◆ **What this task involves**: Please reproduce the following records exactly, with nothing omitted.

─── Source data

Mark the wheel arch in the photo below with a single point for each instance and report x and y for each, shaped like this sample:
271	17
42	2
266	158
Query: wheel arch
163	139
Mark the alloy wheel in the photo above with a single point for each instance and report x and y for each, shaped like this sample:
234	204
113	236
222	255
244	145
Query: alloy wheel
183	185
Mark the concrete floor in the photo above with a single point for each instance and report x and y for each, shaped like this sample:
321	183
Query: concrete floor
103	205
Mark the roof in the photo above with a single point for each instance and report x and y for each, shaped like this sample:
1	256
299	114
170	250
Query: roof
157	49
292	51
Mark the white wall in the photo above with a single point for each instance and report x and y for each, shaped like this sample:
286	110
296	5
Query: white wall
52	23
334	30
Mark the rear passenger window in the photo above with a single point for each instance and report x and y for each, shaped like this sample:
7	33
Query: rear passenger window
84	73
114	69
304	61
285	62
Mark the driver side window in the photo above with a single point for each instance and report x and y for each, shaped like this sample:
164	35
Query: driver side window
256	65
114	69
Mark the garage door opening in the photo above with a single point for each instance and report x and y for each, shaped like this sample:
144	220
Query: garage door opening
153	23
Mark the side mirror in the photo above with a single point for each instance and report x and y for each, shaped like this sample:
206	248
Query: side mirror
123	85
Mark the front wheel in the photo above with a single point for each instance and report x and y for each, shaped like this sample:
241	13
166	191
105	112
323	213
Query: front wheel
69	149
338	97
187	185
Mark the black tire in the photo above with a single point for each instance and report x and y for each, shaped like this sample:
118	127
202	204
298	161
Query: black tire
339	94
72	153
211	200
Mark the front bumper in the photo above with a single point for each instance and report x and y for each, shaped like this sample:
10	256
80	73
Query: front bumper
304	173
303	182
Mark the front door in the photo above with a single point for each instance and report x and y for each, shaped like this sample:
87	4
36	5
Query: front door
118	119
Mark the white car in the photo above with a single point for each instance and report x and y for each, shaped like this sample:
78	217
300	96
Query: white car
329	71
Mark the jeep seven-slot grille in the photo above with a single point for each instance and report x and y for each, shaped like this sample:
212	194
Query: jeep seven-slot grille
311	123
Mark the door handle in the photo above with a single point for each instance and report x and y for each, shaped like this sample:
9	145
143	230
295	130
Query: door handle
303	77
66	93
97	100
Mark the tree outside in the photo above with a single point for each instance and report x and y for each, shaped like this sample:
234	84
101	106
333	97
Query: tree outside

──────

◆ **Answer section**:
Mark the wheel arch in the photo below with a single point for each instance and report x and y for each, shaped like this sample:
271	17
42	2
266	158
Query: wheel arch
163	139
Mark the alloy wheel in the photo above with a single point for each instance and report x and y for each, shaped like this sample:
234	204
113	236
222	255
244	145
Query: alloy wheel
183	185
Mark the concrete floor in the photo above with a single point for each instance and report x and y for each, shaped like this sample:
321	183
Query: concrete floor
103	205
Mark the roof in the photo above with a single point for each instance and report x and y for each, shaped like this sample:
1	256
299	114
170	250
Query: roof
157	49
292	51
Mark the white wall in the photo above with a single point for each instance and report x and y for each, shaped like this sample:
286	110
296	5
Query: white wall
52	23
334	30
Mark the rear passenger window in the photo above with a single point for each instance and report x and y for each, shaped like this sample:
7	33
Query: rear passenger window
84	73
114	69
304	61
285	62
Mark the driver side window in the photo above with a single point for each instance and report x and y for each, shaped like this sample:
164	35
Query: driver side window
256	65
114	69
Mark the garage door opening in the photo above with a single point for each instance and report x and y for each, shaped like this sample:
144	220
Query: garage door opening
153	23
Mark the side mirror in the photo above with a single point for each instance and report x and y for each, shaped like this sample:
206	248
Query: side mirror
123	85
Mark the front wheel in the photo above with a single point for each instance and report x and y for each, shaped like this sample:
241	13
166	191
105	112
323	213
Query: front wheel
69	149
338	97
187	185
Mark the black tire in the photo above with a single point for each instance and report x and y for each, shaped like this sample:
118	127
202	204
298	161
Query: black tire
339	94
72	153
211	200
Mark the front bumper in the photo above with a single point for each instance and report x and y for each, shaped like this sample:
10	256
80	73
Query: front bumper
304	173
303	182
Mark the front door in the photo above with a single point for each instance and report x and y for each, shaped like this sample:
87	4
36	5
Query: front door
118	119
Mark the white car in the photo above with a single point for each instance and report x and y for each, shaped like this sample:
78	217
300	96
Query: white car
329	71
Mark the jeep seven-slot grille in the photo above with a single point for each instance and report x and y for each, shaped like this sample:
212	194
Query: jeep seven-slot grille
311	123
Mark the door handle in the photo above with a single point for each instance and report x and y for each, shaped like this sample:
9	145
143	230
295	130
Query: door handle
303	77
66	93
97	100
Mark the tree outside in the photo above with a single point for each instance and report x and y for each, shaped like this sample:
234	84
101	106
333	97
Query: tree outside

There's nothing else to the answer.